___ Provided records

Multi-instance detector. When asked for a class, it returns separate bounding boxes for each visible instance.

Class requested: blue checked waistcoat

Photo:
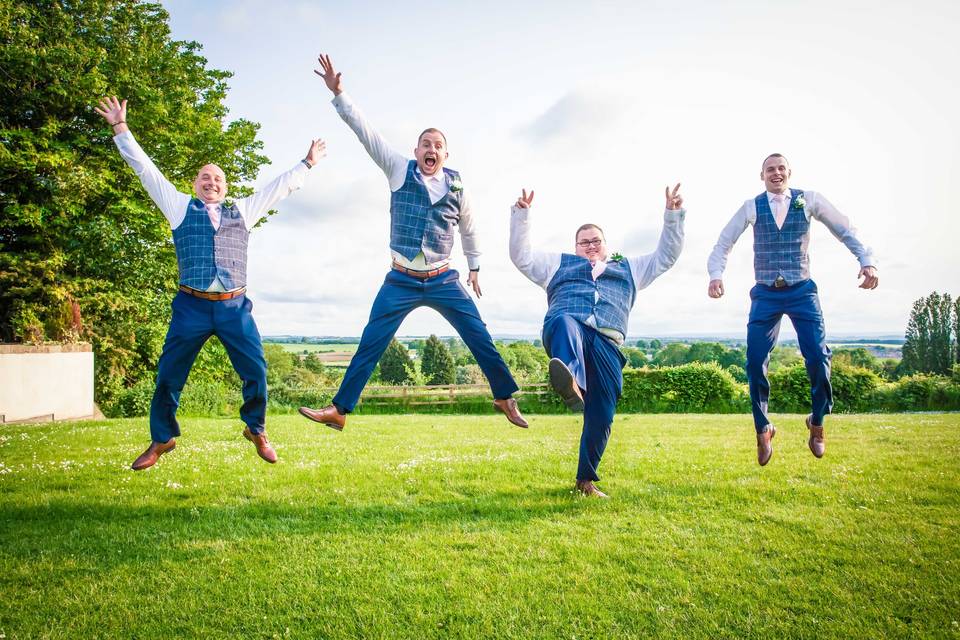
[172,198,249,290]
[753,188,810,285]
[544,254,637,337]
[389,160,463,263]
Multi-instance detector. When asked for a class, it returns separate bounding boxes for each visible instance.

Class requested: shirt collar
[416,166,445,183]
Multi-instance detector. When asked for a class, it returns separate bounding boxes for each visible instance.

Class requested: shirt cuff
[858,256,877,269]
[665,208,685,219]
[332,92,352,111]
[466,256,481,271]
[708,270,724,281]
[113,130,133,143]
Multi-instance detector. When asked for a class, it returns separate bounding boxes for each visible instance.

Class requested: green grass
[1,414,958,639]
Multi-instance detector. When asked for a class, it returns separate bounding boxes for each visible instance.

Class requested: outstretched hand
[305,139,327,166]
[858,266,879,290]
[665,183,683,210]
[94,96,129,133]
[515,188,535,209]
[314,54,343,96]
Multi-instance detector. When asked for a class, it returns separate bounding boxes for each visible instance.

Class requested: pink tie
[772,194,787,229]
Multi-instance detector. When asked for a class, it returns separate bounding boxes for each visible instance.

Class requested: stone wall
[0,344,95,423]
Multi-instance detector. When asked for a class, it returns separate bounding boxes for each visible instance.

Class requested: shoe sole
[298,406,344,431]
[549,358,584,412]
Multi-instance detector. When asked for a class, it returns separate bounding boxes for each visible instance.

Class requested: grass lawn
[1,413,957,639]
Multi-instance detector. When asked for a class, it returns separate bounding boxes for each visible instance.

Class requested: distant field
[1,413,957,638]
[268,342,360,354]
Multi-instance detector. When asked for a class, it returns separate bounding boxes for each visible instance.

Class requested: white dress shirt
[332,92,480,271]
[707,190,876,281]
[510,205,686,344]
[113,130,309,290]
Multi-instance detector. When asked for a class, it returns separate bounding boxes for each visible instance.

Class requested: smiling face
[414,129,448,176]
[761,154,791,194]
[575,224,607,263]
[193,164,228,203]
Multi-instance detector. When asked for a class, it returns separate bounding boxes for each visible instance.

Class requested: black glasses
[576,238,603,248]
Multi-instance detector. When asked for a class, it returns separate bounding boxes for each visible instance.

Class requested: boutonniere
[792,194,806,210]
[449,178,463,193]
[609,252,624,262]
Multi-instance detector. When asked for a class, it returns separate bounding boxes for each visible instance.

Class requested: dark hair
[575,223,605,242]
[418,128,447,146]
[762,153,789,168]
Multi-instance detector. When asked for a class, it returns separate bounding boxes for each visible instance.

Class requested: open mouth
[424,155,437,170]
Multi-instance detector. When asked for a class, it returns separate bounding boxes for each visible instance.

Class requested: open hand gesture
[665,183,683,210]
[305,138,327,166]
[94,96,128,132]
[314,54,343,96]
[515,188,535,209]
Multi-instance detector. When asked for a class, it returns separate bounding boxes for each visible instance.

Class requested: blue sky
[158,0,960,338]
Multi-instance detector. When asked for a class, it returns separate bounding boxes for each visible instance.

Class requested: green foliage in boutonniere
[449,178,463,193]
[792,194,806,211]
[610,252,624,262]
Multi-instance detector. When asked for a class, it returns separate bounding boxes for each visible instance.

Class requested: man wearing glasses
[509,186,685,497]
[298,54,527,431]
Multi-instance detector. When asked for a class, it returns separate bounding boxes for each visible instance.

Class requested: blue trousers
[333,269,519,412]
[149,292,267,443]
[746,279,832,433]
[543,314,626,482]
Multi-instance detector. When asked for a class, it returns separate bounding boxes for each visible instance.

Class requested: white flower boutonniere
[449,178,463,193]
[610,252,624,262]
[792,194,806,210]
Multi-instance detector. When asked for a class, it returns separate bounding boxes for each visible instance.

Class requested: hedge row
[105,362,960,418]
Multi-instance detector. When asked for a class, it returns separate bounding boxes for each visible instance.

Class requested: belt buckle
[774,276,787,289]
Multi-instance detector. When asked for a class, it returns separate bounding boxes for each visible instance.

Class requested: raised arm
[315,53,407,190]
[235,139,326,230]
[706,201,752,298]
[95,96,190,227]
[627,184,686,290]
[509,189,562,289]
[806,191,879,290]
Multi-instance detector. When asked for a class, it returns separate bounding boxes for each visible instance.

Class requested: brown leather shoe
[806,415,825,458]
[757,425,776,466]
[298,404,346,431]
[575,480,609,498]
[131,439,176,471]
[549,358,584,412]
[243,427,277,463]
[493,397,529,428]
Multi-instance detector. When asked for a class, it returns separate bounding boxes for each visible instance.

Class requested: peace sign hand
[314,54,343,96]
[515,188,535,209]
[665,183,683,210]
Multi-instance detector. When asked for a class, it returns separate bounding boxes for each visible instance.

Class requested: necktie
[772,194,787,229]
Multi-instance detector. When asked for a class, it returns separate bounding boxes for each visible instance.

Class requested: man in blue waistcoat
[707,153,878,466]
[298,54,527,430]
[510,186,686,497]
[95,96,325,470]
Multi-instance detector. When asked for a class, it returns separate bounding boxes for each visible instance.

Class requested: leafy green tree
[652,343,688,366]
[833,348,882,375]
[420,334,456,385]
[649,339,662,351]
[635,339,648,349]
[621,346,647,368]
[379,339,413,384]
[902,292,955,374]
[496,341,549,383]
[0,0,269,408]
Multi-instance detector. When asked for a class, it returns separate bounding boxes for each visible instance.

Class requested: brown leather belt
[178,285,246,301]
[391,261,450,280]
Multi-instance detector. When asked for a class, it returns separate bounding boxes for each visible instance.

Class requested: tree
[621,346,647,368]
[0,1,269,408]
[379,339,413,384]
[420,334,455,385]
[902,292,955,374]
[652,343,688,366]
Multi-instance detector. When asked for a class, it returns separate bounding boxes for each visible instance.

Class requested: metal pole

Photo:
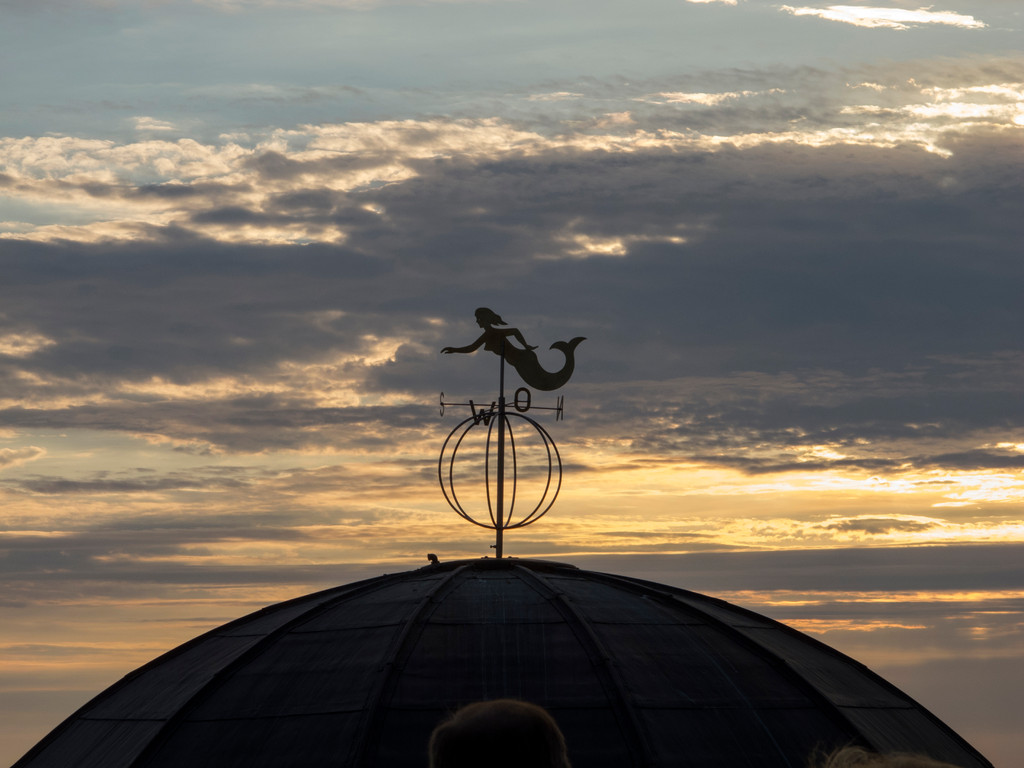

______

» Assigned task: If an entry holds a picture, skip the picture and print the rest of the data exactly.

» Exercise output:
Multi-instance detector. When asked for a class, it returns separate bounding boxes for each visible instance.

Class requested: blue checked waistcoat

Photo:
[172,198,249,290]
[753,188,810,285]
[544,254,637,337]
[389,160,463,263]
Multi-instance detector. When asked for a class, it returns separate bounding boxes for each visible instance.

Class requested: shirt collar
[416,166,445,183]
Multi-instance detector. When asked for a class, it returns separate bounding boxes for each visible instance.

Class requested: shirt cuff
[858,256,877,269]
[665,208,685,219]
[332,92,352,111]
[466,256,481,271]
[708,270,724,281]
[113,130,133,143]
Multi-instance detector. When asked for a class, it returns separate bounding boxes for each visible instance.

Class requested: green grass
[1,414,958,639]
Multi-instance detector. When asked for a class, it returns separate bounding boxes for each visible instance.

Class requested: outstretched hand
[305,139,327,166]
[858,266,879,290]
[665,183,683,210]
[94,96,129,133]
[515,188,535,209]
[314,54,343,96]
Multi-instance detector. When asked for a class, it returns separate bounding boxes for each visible instance.

Class requested: pink tie
[772,194,787,229]
Multi-instance detector. When asked for a class, it returns separate bounding boxes for each visible instance.

Class requested: stone wall
[0,344,95,423]
Multi-instance detector. When asked for a class, it returns separate bounding boxes for each visible instance.

Class requested: shoe sole
[298,406,344,431]
[549,358,584,412]
Multi-instance detector. When asked for a class, it returns separate bounding boxes for each visible instance.

Class requested: grass lawn
[1,413,957,639]
Multi-instance detector. When asked for a class, it returns separate bounding boxes for each visible instance.

Class requested: distant field
[1,413,957,638]
[268,342,360,354]
Multi-instance detector. When asked for a class, it returns separate bounding boxes for each visible instance.

Class requested: white dress shirt
[332,92,480,271]
[707,190,876,281]
[510,205,686,344]
[113,130,309,290]
Multi-instance detector. When asked for a class, it returns separate bounding boxes for each visible instance.

Class requested: smiling face
[414,129,448,176]
[761,154,791,194]
[575,224,607,263]
[193,164,228,203]
Multi-instance detector. When asked for a class, it returns separate bounding boxes for each visible instance.

Class requested: black glasses
[576,238,603,248]
Multi-instance detector. When asked for a class, it returns separate bounding boxes for each visible instance.

Class requested: boutonniere
[792,194,806,210]
[449,178,463,193]
[609,252,624,262]
Multi-instance detector. When asked for a class, it returns separate bounding boxes for each visible instance.

Class requested: dark hair
[575,223,605,242]
[418,128,447,146]
[762,153,789,168]
Multi-instance detector. When asked for a class, it returns separate bounding boxes for each visible instance.

Class requested: open mouth
[424,155,437,170]
Multi-instance detector. When asked for a class, it returns separate bounding boxes for each visible instance.

Class requested: open hand gesture
[665,183,683,210]
[305,138,327,166]
[94,96,128,132]
[314,54,343,96]
[515,188,535,209]
Multi-instance detector. When asked for a class, it returns separate bounding boxes for each visible instance.

Class requested: blue sky
[158,0,960,338]
Multi-instance detector. When asked for a class, it returns separate bounding boxes for each visible instance.

Class requested: green foliage in boutonniere
[449,178,463,193]
[792,194,806,211]
[610,252,624,262]
Multi-instance detector. When asked for a class, it returns separate bounding boxes for each visible instance.

Class requested: man wearing glasses
[509,186,685,497]
[298,54,527,431]
Multi-instance detector. When asked for a class, it returns separate bounding boxes for each visible instance.

Class requested: blue trousers
[333,269,519,412]
[149,292,267,443]
[746,279,832,433]
[543,314,626,482]
Multi-instance detector. When asked for a class, it returns separate bounding boxes for each visible instance.

Class requested: white flower boutonniere
[449,178,463,193]
[610,252,624,262]
[792,194,806,210]
Multi-instance detector. When asked for a class, it returns separate bounding boxes for each visible instance.

Class requested: hedge row
[105,362,960,418]
Multi-instance detector. When asked for a class, it returns separate bounding boxes for each visible instance.

Class requested: belt buckle
[774,276,787,289]
Multi-instance detector. When asked for a class, it returns separate bounding boxes for each visible instance.

Class requested: raised arm
[315,53,407,190]
[235,139,326,230]
[706,201,752,298]
[95,96,190,227]
[627,184,686,290]
[509,189,562,289]
[806,191,879,290]
Multi-instance detector. When asked for a class, it returns separate bounding boxes for each visible instance.

Class requested: brown leather shoe
[806,415,825,458]
[757,425,776,466]
[298,404,346,431]
[575,480,609,498]
[131,439,176,471]
[549,358,584,412]
[243,427,277,463]
[493,397,529,428]
Multi-instance detector. When asked for a class, it returns separate bounding boxes for each visible instance.

Class requested: peace sign hand
[314,54,343,96]
[515,188,535,209]
[665,183,683,210]
Multi-instance detector. When asked for a class, it returns separate bounding boxes for each visible instance.

Class requested: necktie
[772,194,787,229]
Multi-instance detector. When asked for a class, it returns separate bounding boxes for each visible instance.

Class requested: man in blue waistcoat
[707,153,878,466]
[298,54,527,430]
[510,186,686,497]
[95,96,325,470]
Multi-instance detector. When asked for a class, it returns separate bounding boxes for each visible instance.

Class requested: leafy green tree
[652,343,688,366]
[833,348,882,375]
[420,334,456,385]
[649,339,662,351]
[635,339,648,349]
[621,346,647,368]
[379,339,413,384]
[902,292,955,374]
[496,341,549,383]
[0,0,269,408]
Multi-instance detector. When asked for a class, it returns separate bounding boxes for each visible instance.

Class requested: brown leather belt
[178,285,246,301]
[391,261,450,280]
Multi-instance detector. When asked for a class, it returns separate bounding boxes for each visible instance.

Class requested: tree
[621,346,647,368]
[0,1,269,408]
[379,339,413,384]
[420,334,455,385]
[902,292,955,374]
[652,343,688,366]
Multi-instance detector. When asked for a class, it returns separate bounding boxes for each visible instance.

Class requested: metal pole

Photo:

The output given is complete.